**WYODRĘBNIONY TEKST**
Sygn. akt I UK 113/18
POSTANOWIENIE
Dnia 28 marca 2019 r.
Sąd Najwyższy w składzie:
SSN Piotr Prusinowski
w sprawie z odwołania B. N.
przeciwko Zakładowi Ubezpieczeń Społecznych […] Oddziałowi w W.
o rentę z tytułu niezdolności do pracy i rentę z tytułu niezdolności do pracy w związku z wypadkiem przy pracy,
po rozpoznaniu na posiedzeniu niejawnym w Izbie Pracy i Ubezpieczeń Społecznych w dniu 28 marca 2019 r.,
skargi kasacyjnej ubezpieczonego od wyroku Sądu Apelacyjnego w […]
z dnia 4 września 2017 r., sygn. akt III AUa […],
I. odmawia przyjęcia skargi kasacyjnej do rozpoznania,
II. przyznaje adwokatowi A. S. od Skarbu Państwa - Kasa Sądu Apelacyjnego w […] 120 zł (sto dwadzieścia) tytułem wynagrodzenia za reprezentowanie wnioskodawcy w postępowaniu kasacyjnym, powiększone o stawkę podatku od towarów i usług.
UZASADNIENIE
Wyrokiem z dnia 4 września 2017 r. Sąd Apelacyjny w […] i oddalił apelację B. N. wniesioną od wyroku Sądu Okręgowego w P. z dnia 28 kwietnia 2016 r., w który oddalono odwołanie wnioskodawcy od decyzji Zakładu Ubezpieczeń Społecznych odmawiającej prawa do renty z ogólnego stanu zdrowia i renty z tytułu wypadku w drodze z pracy.

**ZESTAW ZADAŃ**
1. Odpowiedz krótko na pytania do postanowienia Sądu Najwyższego:
(a) Kto zasiadał w składzie Sądu Najwyższego?
(b) Jaką kwotę przyznano adwokatowi A. S. tytułem wynagrodzenia?
(c) Z jakiego dnia pochodzi wyrok Sądu Okręgowego w P.?
2. Wypisz wszystkie różne daty dzienne, które występują w postanowieniu Sądu Najwyższego.
3. Skopiuj bez zmian fragment postanowienia Sądu Najwyższego, zaczynając od „Sąd Najwyższy w”, a kończąc na „towarów i usług.”.

**DOSTARCZONE DANE**

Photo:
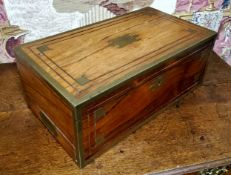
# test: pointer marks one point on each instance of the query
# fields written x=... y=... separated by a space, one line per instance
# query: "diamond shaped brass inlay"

**ODPOWIEDZI DO ZADAŃ**
1.
(a) SSN Piotr Prusinowski.
(b) 120 zł, powiększone o stawkę podatku od towarów i usług.
(c) Z dnia 28 kwietnia 2016 r.

2. 28 marca 2019 r., 4 września 2017 r., 28 kwietnia 2016 r.

3.
Sąd Najwyższy w składzie:
SSN Piotr Prusinowski
w sprawie z odwołania B. N.
przeciwko Zakładowi Ubezpieczeń Społecznych […] Oddziałowi w W.
o rentę z tytułu niezdolności do pracy i rentę z tytułu niezdolności do pracy w związku z wypadkiem przy pracy,
po rozpoznaniu na posiedzeniu niejawnym w Izbie Pracy i Ubezpieczeń Społecznych w dniu 28 marca 2019 r.,
skargi kasacyjnej ubezpieczonego od wyroku Sądu Apelacyjnego w […]
z dnia 4 września 2017 r., sygn. akt III AUa […],
I. odmawia przyjęcia skargi kasacyjnej do rozpoznania,
II. przyznaje adwokatowi A. S. od Skarbu Państwa - Kasa Sądu Apelacyjnego w […] 120 zł (sto dwadzieścia) tytułem wynagrodzenia za reprezentowanie wnioskodawcy w postępowaniu kasacyjnym, powiększone o stawkę podatku od towarów i usług.